Render every line of the listing below as a Markdown table with two columns, Row and Line, where Row numbers each line in order and Line holds its text. Skip any blank lines.

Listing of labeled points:

****

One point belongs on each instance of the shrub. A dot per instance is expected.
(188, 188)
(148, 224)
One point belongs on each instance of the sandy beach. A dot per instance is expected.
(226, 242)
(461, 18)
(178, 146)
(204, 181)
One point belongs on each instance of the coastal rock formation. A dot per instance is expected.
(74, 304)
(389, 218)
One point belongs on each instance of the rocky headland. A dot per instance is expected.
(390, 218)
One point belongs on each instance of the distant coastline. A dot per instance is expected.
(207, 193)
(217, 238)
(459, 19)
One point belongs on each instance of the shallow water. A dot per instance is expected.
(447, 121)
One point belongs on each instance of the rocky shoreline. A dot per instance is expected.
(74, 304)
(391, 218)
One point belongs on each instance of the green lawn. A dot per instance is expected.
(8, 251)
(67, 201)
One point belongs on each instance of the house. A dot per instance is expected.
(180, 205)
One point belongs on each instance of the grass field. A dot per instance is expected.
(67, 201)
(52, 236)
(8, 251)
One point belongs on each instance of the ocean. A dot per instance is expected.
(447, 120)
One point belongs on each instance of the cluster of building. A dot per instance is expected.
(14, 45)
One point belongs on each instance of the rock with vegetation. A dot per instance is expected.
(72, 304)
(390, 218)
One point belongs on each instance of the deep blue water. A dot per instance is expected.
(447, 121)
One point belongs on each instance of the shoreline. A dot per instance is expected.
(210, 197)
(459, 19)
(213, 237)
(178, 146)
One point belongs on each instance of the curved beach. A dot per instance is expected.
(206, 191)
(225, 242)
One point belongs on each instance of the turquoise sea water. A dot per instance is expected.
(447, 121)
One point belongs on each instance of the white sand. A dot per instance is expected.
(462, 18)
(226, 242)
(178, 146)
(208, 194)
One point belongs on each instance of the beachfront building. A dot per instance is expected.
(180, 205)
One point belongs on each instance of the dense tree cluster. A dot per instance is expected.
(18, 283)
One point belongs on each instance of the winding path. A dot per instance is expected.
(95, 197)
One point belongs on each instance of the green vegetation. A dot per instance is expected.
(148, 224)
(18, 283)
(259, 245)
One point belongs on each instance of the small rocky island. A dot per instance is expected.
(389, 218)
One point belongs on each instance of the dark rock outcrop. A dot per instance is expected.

****

» Task result
| Row | Line |
|---|---|
| 1 | One point belongs on each instance of the shrub. A dot per instance is expected. |
| 2 | (188, 188) |
| 3 | (148, 224) |
| 4 | One point belongs on each instance of the sandy beach. A dot per instance is expected. |
| 5 | (226, 242) |
| 6 | (461, 18) |
| 7 | (178, 146) |
| 8 | (204, 181) |
| 9 | One point belongs on each instance of the coastal rock formation. A dot per instance is expected. |
| 10 | (74, 304) |
| 11 | (389, 218) |
| 12 | One point belongs on each instance of the rocky headland. A dot per instance is expected. |
| 13 | (390, 218) |
| 14 | One point belongs on each instance of the distant coastline. A dot per instance is expected. |
| 15 | (207, 193) |
| 16 | (217, 238) |
| 17 | (459, 19) |
| 18 | One point belongs on each instance of the shallow water. A dot per instance is expected. |
| 19 | (447, 121) |
| 20 | One point belongs on each instance of the rocky shoreline. A dot per instance is expected. |
| 21 | (74, 304) |
| 22 | (391, 218) |
| 23 | One point belongs on each instance of the green lawn. A dot per instance is expected. |
| 24 | (8, 251) |
| 25 | (67, 201) |
| 26 | One point belongs on each instance of the house. A dot per instance is expected. |
| 27 | (180, 205) |
| 28 | One point belongs on each instance of the grass field. A dot per instance is expected. |
| 29 | (67, 201) |
| 30 | (52, 236) |
| 31 | (8, 251) |
| 32 | One point belongs on each instance of the ocean. A dot per instance is expected. |
| 33 | (447, 120) |
| 34 | One point belongs on each instance of the cluster of building. A dot per instance is expected. |
| 35 | (14, 45) |
| 36 | One point belongs on each instance of the rock with vegetation. A dot per instance is expected. |
| 37 | (72, 304) |
| 38 | (390, 218) |
| 39 | One point belongs on each instance of the deep blue water. A dot per instance is expected. |
| 40 | (447, 121) |
| 41 | One point belongs on each instance of the shoreline. A dot per instance is expected. |
| 42 | (210, 197) |
| 43 | (459, 19) |
| 44 | (213, 237) |
| 45 | (178, 146) |
| 46 | One point belongs on each instance of the curved beach. A dot per instance is expected. |
| 47 | (206, 191) |
| 48 | (225, 242) |
| 49 | One point belongs on each instance of the turquoise sea water. A dot per instance is expected. |
| 50 | (447, 121) |
| 51 | One point belongs on each instance of the white sand. A dot per instance is expected. |
| 52 | (462, 18) |
| 53 | (226, 242) |
| 54 | (178, 146) |
| 55 | (208, 194) |
| 56 | One point belongs on each instance of the beachfront building. A dot per instance is expected. |
| 57 | (180, 205) |
| 58 | One point belongs on each instance of the dense tree cluster. A dot per instance is expected. |
| 59 | (18, 283) |
| 60 | One point belongs on each instance of the winding path. A dot per instance is expected. |
| 61 | (95, 197) |
| 62 | One point belongs on each instance of the green vegetation. A dot per instance is expected. |
| 63 | (148, 224) |
| 64 | (18, 283) |
| 65 | (259, 245) |
| 66 | One point belongs on each instance of the small rocky island. A dot per instance is expected. |
| 67 | (389, 218) |
| 68 | One point belongs on each instance of the dark rock outcrop. A dot per instance is expected. |